§ Consigne 1: Dans le texte consacré au cinéma de Radu Jude, qui est l'auteur de la phrase qui donne son titre au film Peu m'importe si l'histoire nous considère comme des barbares ?
§ Consigne 2: Poursuivez le texte sur le cinéma de Radu Jude, en reprenant après sa dernière phrase.

"Pourquoi les Roumains ne veulent pas jouer dans Star Wars?Parce qu'ils ne veulent pas travailler, même dans le futur."
On connaît la valeur du télescopage chez Radu Jude, sa façon de faire s'entrechoquer le "trop-plein" (qui sature ses films) et le "plein de trous" (de l'Histoire), via son goût de l'archivage et de la mise en abyme, lui permettant de "re-actualiser" le passé, celui de la Roumanie (cf. Peu m'importe si l'histoire nous considère comme des barbares, sur le massacre des Juifs d'Odessa, perpétré en 1941 par le régime roumain et son chef Ion Antonescu, auteur de la phrase qui donne son titre au film), ou encore de pointer, avec toute la "sarcasticité" voulue, l'horreur du capitalisme moderne, recourant pour cela à une esthétique volontairement "sale", en écho à ce qui se dit par exemple sur les réseaux sociaux (TikTok) et qu'incarne un personnage comme celui d'Angela dans N'attendez pas trop de la fin du monde... Façon aussi d'entrechoquer le tragique et le comique, le comique bien gras, celui qui tache, et le comique de poésie (cf. Bad Luck Banging or Loony Porn qui croise une sordide histoire de sextape balancée sur le Net avec des chansons de Boby Lapointe, le roi de la paronymie, autre forme de télescopage).

§ Données enregistrées:
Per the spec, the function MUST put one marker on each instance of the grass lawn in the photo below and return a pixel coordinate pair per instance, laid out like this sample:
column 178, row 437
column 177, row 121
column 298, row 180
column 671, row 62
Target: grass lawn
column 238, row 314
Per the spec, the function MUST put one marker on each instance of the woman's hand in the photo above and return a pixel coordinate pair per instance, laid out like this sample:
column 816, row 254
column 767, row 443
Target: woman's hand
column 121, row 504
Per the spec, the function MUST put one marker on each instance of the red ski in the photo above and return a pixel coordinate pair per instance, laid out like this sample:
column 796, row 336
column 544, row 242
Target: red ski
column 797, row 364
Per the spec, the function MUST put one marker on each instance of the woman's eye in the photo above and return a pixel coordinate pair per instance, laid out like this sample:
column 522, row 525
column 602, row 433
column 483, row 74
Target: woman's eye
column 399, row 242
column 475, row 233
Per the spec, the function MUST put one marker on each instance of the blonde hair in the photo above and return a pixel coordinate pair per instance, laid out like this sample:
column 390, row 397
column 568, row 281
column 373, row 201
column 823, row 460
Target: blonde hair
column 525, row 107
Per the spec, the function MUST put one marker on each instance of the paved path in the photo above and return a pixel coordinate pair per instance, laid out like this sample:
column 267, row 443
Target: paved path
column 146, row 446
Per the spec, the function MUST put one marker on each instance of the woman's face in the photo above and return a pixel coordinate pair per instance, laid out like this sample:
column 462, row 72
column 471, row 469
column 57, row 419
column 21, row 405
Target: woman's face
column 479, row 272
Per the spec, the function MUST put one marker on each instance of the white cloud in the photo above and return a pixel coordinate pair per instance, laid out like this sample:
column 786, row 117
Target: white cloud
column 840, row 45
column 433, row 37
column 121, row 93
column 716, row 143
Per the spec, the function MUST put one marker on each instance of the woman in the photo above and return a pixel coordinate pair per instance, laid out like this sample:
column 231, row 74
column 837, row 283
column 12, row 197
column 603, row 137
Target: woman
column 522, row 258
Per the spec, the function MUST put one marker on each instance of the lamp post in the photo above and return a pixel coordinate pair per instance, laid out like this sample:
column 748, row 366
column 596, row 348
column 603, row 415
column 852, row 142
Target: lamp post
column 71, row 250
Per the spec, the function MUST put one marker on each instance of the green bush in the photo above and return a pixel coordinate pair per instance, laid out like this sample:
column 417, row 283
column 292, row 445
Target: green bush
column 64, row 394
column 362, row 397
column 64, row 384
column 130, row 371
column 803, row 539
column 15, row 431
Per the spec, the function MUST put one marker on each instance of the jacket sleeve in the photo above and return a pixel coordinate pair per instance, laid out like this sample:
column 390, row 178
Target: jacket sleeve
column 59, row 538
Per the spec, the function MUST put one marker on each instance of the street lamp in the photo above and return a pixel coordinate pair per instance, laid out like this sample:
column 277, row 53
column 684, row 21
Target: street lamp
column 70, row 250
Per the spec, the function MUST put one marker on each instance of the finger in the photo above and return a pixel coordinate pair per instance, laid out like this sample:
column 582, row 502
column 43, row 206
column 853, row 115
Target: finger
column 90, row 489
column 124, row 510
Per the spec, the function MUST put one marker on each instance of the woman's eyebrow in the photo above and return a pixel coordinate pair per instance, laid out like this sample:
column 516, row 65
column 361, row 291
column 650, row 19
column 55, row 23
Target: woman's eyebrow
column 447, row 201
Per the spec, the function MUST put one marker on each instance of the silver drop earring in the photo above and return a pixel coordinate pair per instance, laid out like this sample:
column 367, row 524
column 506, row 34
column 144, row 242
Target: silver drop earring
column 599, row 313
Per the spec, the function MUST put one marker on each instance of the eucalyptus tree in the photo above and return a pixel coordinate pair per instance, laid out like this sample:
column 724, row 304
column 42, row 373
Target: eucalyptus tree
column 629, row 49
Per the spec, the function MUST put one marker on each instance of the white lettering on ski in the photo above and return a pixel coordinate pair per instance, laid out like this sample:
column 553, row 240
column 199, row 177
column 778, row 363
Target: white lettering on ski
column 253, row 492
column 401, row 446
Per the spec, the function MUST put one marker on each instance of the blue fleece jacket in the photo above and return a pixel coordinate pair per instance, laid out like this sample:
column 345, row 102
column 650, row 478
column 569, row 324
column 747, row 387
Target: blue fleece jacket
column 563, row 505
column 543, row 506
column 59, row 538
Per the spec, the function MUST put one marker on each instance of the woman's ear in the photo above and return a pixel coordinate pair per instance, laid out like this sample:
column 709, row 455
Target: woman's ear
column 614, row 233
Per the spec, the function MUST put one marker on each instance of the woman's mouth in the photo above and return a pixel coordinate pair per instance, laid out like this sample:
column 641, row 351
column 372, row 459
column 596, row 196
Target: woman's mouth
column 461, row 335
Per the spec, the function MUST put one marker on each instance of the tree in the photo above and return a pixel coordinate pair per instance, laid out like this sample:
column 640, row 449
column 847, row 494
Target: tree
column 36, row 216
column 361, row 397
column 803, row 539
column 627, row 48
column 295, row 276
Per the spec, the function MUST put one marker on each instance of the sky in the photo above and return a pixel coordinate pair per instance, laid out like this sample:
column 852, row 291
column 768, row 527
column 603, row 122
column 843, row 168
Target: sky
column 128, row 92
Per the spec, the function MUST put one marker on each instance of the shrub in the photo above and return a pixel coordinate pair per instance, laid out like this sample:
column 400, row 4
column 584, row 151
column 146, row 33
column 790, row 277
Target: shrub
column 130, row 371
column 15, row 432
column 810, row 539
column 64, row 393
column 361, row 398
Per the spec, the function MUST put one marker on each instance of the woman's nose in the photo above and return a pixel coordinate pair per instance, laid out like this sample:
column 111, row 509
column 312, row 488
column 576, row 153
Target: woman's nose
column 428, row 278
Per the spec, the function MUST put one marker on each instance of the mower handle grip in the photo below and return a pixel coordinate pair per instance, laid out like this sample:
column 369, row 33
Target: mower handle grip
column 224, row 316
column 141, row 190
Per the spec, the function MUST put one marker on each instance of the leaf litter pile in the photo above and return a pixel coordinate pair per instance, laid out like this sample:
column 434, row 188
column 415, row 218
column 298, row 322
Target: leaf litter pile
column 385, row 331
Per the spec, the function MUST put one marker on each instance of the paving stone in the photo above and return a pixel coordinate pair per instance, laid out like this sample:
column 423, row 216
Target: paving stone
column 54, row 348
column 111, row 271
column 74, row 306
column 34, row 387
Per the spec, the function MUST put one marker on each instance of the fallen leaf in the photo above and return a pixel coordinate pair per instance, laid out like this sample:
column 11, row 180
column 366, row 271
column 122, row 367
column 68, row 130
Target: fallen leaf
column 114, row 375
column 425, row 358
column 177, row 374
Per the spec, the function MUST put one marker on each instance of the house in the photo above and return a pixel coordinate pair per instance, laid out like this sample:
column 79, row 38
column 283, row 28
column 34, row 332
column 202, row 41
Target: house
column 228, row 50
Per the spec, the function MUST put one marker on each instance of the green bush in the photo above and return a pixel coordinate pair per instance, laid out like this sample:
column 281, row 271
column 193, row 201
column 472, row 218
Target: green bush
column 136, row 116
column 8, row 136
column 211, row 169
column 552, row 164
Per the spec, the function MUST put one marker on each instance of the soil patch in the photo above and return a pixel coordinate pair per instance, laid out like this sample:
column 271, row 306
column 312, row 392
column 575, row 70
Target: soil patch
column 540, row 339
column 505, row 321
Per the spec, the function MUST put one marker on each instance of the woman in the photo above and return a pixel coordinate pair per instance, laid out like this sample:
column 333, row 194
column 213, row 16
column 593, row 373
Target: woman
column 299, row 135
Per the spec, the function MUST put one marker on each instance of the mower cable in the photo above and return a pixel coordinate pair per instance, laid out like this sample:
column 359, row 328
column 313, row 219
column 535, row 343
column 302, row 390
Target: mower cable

§ Résultat attendu 1: Ion Antonescu, chef du régime roumain.

§ Résultat attendu 2:
On retrouve tout cela dans Kontinental '25 dont le titre évoque bien sûr Europa '51, sauf que le film n'a pas grand-chose de rossellinien, la référence se situant seulement dans le "parcours" d'Orsolya l'héroïne (Eszter Tompa), une huissière de justice rongée par la culpabilité (après le suicide d'un vieux marginal qui squattait le sous-sol d'un futur hôtel de luxe et qu'elle était chargée d'expulser), le thème de la pauvreté, le rôle de la religion... mais sans le cheminement spirituel d'une Ingrid Bergman, à la fois sainte et martyre chez Rossellini, alors que là, le charnel, le matériel, bref le temporel, maintiendra Orsolya jusqu'au bout les pieds bien sur terre (avec en guise de fin: partir en vacances rejoindre les siens sur une île grecque!).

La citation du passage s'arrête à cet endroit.